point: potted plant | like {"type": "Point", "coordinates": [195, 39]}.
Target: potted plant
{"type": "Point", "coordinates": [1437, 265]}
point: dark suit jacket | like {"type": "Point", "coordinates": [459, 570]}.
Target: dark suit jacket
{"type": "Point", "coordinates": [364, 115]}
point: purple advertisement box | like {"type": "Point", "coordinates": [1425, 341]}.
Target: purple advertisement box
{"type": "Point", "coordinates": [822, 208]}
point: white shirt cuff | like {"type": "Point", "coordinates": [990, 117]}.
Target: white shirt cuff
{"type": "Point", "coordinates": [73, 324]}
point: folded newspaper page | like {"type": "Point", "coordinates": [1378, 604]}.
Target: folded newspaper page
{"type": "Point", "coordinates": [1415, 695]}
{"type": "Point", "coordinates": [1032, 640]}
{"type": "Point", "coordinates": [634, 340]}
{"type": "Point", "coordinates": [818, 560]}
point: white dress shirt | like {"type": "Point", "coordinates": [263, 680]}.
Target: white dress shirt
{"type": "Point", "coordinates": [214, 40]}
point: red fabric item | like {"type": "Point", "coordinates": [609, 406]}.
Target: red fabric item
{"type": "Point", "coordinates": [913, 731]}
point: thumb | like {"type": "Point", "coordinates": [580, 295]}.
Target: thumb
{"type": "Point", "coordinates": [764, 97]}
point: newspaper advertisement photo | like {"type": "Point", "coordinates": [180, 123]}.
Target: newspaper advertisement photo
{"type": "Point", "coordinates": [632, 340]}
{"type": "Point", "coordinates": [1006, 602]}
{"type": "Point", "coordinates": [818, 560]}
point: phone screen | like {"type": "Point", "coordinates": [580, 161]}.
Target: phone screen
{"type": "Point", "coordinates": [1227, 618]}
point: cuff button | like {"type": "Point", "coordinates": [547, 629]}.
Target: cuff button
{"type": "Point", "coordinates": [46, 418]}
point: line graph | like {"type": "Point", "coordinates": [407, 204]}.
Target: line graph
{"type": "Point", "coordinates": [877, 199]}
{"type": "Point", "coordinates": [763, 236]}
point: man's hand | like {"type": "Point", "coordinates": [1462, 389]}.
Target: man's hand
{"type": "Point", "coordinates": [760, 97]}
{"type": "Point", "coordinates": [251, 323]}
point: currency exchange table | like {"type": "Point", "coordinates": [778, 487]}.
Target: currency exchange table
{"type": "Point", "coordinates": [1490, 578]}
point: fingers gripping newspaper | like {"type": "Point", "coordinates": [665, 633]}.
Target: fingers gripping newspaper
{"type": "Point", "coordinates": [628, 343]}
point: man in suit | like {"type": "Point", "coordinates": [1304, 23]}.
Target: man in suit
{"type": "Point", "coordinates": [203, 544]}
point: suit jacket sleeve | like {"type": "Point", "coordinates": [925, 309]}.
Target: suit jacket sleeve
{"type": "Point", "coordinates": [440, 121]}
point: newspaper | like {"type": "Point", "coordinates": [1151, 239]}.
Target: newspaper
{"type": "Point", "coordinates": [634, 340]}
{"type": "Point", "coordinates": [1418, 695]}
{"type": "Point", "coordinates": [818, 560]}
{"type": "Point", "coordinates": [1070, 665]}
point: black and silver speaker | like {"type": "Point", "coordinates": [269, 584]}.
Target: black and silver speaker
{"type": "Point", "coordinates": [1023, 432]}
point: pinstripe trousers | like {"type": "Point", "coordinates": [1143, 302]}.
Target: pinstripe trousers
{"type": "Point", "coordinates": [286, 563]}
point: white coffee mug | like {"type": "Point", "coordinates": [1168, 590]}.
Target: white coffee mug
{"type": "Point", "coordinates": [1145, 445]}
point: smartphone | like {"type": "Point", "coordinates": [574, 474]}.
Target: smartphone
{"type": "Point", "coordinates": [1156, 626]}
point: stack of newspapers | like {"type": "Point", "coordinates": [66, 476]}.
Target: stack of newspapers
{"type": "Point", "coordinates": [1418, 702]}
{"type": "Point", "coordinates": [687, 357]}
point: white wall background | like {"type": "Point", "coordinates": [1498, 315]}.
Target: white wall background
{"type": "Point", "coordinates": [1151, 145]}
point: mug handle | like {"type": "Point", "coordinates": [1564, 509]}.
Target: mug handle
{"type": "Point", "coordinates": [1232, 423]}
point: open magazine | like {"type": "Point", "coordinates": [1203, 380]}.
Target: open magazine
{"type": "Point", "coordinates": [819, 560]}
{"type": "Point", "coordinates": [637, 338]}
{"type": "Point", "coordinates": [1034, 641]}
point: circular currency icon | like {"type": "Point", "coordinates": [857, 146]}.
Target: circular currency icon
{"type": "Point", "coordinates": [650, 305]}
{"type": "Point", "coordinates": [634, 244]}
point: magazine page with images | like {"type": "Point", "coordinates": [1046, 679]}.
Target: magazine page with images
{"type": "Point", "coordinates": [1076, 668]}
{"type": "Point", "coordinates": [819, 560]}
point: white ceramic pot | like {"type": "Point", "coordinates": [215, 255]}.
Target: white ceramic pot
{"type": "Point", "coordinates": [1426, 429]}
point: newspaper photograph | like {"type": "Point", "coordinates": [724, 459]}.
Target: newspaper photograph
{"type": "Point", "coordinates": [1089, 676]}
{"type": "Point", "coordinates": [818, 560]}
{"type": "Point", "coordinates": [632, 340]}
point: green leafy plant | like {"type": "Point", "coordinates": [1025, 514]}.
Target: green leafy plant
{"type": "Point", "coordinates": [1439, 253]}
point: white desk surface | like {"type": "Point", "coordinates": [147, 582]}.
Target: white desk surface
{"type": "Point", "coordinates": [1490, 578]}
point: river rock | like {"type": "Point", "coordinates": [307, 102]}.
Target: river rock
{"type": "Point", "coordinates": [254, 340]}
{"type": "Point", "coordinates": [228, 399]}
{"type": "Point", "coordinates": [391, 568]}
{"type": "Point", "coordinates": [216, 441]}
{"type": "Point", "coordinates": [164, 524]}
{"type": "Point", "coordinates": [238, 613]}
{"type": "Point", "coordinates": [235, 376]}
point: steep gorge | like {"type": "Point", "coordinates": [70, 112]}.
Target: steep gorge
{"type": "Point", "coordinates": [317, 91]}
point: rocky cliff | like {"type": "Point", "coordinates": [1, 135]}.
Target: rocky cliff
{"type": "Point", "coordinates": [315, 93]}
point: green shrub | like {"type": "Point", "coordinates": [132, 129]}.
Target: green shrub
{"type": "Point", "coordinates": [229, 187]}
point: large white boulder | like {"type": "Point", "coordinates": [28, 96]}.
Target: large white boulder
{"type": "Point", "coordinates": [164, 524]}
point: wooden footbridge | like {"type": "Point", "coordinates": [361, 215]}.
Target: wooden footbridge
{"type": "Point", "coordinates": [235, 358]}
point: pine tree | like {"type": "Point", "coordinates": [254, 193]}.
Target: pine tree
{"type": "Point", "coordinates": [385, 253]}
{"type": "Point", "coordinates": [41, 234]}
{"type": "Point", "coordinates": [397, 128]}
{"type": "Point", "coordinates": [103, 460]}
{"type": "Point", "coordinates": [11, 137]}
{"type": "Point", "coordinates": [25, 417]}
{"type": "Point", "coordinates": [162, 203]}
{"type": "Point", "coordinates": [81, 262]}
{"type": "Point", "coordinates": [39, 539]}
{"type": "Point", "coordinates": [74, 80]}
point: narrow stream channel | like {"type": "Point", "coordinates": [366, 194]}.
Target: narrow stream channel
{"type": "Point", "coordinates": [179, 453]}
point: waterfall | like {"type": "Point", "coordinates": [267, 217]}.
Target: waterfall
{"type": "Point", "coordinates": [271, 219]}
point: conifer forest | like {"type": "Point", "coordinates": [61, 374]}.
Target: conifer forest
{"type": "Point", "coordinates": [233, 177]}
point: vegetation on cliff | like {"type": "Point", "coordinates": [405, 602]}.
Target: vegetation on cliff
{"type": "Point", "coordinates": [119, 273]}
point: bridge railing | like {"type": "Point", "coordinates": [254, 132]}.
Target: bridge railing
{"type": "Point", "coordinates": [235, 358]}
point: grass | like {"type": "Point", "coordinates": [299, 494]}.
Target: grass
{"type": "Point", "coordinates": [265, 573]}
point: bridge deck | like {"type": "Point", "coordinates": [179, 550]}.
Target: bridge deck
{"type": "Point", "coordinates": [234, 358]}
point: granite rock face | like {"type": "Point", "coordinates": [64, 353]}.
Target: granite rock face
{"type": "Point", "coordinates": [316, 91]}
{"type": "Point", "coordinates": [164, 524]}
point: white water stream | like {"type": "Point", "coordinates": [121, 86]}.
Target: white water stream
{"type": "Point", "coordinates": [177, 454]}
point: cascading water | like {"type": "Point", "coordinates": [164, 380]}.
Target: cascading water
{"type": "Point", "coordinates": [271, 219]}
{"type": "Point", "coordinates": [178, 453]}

Description of the task
Convert the lines from the one containing "point: waterfall |" through the end of the lines into a numbered list, leaving out blank lines.

Solution for this problem
1. point: waterfall | like {"type": "Point", "coordinates": [267, 217]}.
2. Target: waterfall
3. {"type": "Point", "coordinates": [271, 219]}
4. point: conifer forest | like {"type": "Point", "coordinates": [61, 374]}.
5. Target: conifer forest
6. {"type": "Point", "coordinates": [233, 177]}
7. point: vegetation on cliff | like {"type": "Point", "coordinates": [405, 602]}.
8. Target: vegetation on cliff
9. {"type": "Point", "coordinates": [119, 273]}
10. point: bridge railing | like {"type": "Point", "coordinates": [254, 132]}.
11. Target: bridge railing
12. {"type": "Point", "coordinates": [235, 358]}
13. point: grass | like {"type": "Point", "coordinates": [299, 494]}.
14. Target: grass
15. {"type": "Point", "coordinates": [265, 573]}
16. point: bridge deck | like {"type": "Point", "coordinates": [179, 550]}.
17. Target: bridge deck
18. {"type": "Point", "coordinates": [234, 358]}
19. point: granite rock face | like {"type": "Point", "coordinates": [64, 353]}.
20. Target: granite rock face
21. {"type": "Point", "coordinates": [316, 91]}
22. {"type": "Point", "coordinates": [164, 524]}
23. point: white water stream | like {"type": "Point", "coordinates": [121, 86]}.
24. Target: white water stream
25. {"type": "Point", "coordinates": [177, 454]}
26. point: cascading water | like {"type": "Point", "coordinates": [164, 380]}.
27. Target: cascading water
28. {"type": "Point", "coordinates": [271, 219]}
29. {"type": "Point", "coordinates": [178, 453]}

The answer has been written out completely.